» Required task: Please output the items, from the line containing "dress, that would help a great deal." through the end of the items, as a Markdown table with columns Row and Line, leaving out blank lines and numbering each remaining line in the Row column.

---------- Information provided

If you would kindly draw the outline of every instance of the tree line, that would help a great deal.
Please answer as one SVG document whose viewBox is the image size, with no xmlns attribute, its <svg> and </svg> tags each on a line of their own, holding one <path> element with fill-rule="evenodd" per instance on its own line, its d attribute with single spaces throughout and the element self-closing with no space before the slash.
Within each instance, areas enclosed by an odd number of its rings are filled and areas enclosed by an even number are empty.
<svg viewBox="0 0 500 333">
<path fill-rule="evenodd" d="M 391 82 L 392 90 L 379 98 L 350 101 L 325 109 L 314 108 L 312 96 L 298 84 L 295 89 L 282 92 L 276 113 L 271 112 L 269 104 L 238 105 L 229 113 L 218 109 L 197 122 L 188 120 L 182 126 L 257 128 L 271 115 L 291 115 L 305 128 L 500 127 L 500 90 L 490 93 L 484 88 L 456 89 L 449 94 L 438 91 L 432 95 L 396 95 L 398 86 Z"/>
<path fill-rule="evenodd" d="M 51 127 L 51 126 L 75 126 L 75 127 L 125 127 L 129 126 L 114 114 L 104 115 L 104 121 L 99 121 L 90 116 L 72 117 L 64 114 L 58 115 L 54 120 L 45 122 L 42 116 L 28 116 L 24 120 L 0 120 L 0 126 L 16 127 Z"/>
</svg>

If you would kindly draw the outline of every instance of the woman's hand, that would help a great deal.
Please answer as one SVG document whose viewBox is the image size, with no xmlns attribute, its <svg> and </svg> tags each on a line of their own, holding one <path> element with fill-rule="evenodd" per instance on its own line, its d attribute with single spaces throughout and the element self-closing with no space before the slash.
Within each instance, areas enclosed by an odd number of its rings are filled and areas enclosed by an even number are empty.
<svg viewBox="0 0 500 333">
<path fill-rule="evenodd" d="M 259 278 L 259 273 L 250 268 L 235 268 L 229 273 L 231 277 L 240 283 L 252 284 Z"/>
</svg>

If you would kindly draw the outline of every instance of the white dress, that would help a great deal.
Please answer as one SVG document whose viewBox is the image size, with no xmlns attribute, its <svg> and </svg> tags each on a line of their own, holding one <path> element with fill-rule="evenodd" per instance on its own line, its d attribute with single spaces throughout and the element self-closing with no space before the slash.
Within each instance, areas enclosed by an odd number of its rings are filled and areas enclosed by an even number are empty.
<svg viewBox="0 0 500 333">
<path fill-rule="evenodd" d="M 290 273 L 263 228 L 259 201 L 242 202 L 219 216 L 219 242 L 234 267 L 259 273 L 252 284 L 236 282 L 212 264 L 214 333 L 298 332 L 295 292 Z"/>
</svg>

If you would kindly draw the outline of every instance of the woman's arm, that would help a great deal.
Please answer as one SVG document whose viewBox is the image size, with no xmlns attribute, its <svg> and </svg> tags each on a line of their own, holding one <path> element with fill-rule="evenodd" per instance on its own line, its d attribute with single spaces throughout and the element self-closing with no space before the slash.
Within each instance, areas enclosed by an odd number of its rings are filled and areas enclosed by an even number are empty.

--------------------

» Expected answer:
| Row | Line |
|---|---|
| 1 | If you would kindly draw the outline of every instance of the white dress, that would help a great deal. |
| 2 | Please answer as one SVG document whose viewBox is the image size, with no xmlns attribute, its <svg> and </svg> tags each on a line of their own, holding one <path> element with fill-rule="evenodd" per instance on its own line, its d attribute with single spaces throughout and the element self-closing with no space before the slash. |
| 3 | Within each instance, areas enclosed by an odd number of its rings are filled and areas enclosed by an even number are empty. |
| 4 | <svg viewBox="0 0 500 333"> |
| 5 | <path fill-rule="evenodd" d="M 290 273 L 263 228 L 259 201 L 242 202 L 219 216 L 219 242 L 234 267 L 259 273 L 252 284 L 236 282 L 212 264 L 214 333 L 298 332 L 295 292 Z"/> |
| 6 | </svg> |
| 7 | If you would kindly draw the outline of every instance of the woman's arm, that would help a great deal. |
| 8 | Please answer as one SVG document whose viewBox is the image size, with no xmlns attribute, its <svg> and </svg> tags each on a line of their own, holding one <path> element with fill-rule="evenodd" per instance on its own line, its d attribute with single spaces throughout and the element self-closing with no space before the slash. |
| 9 | Within each instance, areas enclosed by an odd number of its rings are filled and areas enclosed by an even number are empty. |